Exercise prompt
Copy out all of the data below with the requests included, multiplying each keypoint coordinate in the answers by 0.8 and rounding to whole numbers, halves up. Keep the sample coordinates in the requests as they are, and leave out the pictures.

Material supplied

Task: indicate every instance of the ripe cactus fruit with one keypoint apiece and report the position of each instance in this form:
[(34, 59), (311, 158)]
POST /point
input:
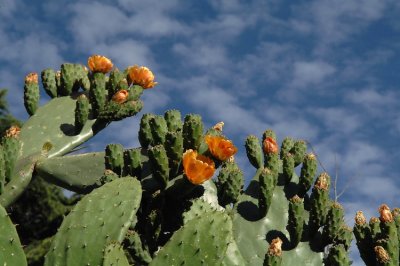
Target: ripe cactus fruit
[(219, 147), (273, 257), (2, 170), (114, 158), (382, 256), (31, 93), (295, 220), (254, 151), (197, 168), (11, 252), (192, 132), (141, 76), (101, 217), (81, 112), (99, 63), (49, 82)]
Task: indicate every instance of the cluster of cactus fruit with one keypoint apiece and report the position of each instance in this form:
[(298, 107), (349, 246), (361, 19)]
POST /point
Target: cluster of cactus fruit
[(159, 204)]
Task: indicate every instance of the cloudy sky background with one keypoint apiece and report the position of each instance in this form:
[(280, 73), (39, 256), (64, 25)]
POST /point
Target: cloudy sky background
[(325, 71)]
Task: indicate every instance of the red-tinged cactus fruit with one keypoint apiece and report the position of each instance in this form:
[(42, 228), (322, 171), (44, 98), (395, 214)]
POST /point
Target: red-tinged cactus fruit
[(219, 126), (141, 76), (99, 63), (275, 248), (360, 218), (31, 93), (385, 214), (381, 255), (323, 182), (220, 147), (31, 78), (13, 132), (120, 96), (270, 146), (197, 168)]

Correct answer
Task: indicate every instance of the ripe cactus fruit with one keypoint apiece and report the position of each instance in this form:
[(34, 59), (311, 158)]
POST /point
input:
Target: ripe cactus fruit
[(175, 118), (218, 206), (2, 136), (91, 126), (306, 205), (25, 74), (236, 176), (203, 121), (158, 134), (9, 202), (154, 106), (113, 61), (81, 174), (65, 90), (79, 50), (39, 66)]
Task: indicate every instance of the cluster of cactus fruit with one keypoint apiece and report the position of each instance in this form:
[(298, 107), (349, 246), (361, 19)]
POST /point
Target: cluster of cactus fruit
[(127, 163)]
Task: indicate every instance of the cloudy sky background with one keypoint apiece and report the position of each instance in this form:
[(280, 73), (39, 256), (64, 25)]
POST /point
Target: cloudy sky background
[(260, 57)]
Task: indicate every instance of the red-tinged cactus fruit with one keypoint apiece and report the position of each instance in this form:
[(42, 228), (322, 171), (44, 98), (395, 214)]
POST /point
Target: red-tinged cactus fruit
[(175, 101), (113, 61), (79, 50), (220, 198), (288, 174), (25, 74), (308, 171), (305, 204), (258, 146), (176, 118), (25, 62), (10, 106), (96, 77), (216, 117), (158, 134)]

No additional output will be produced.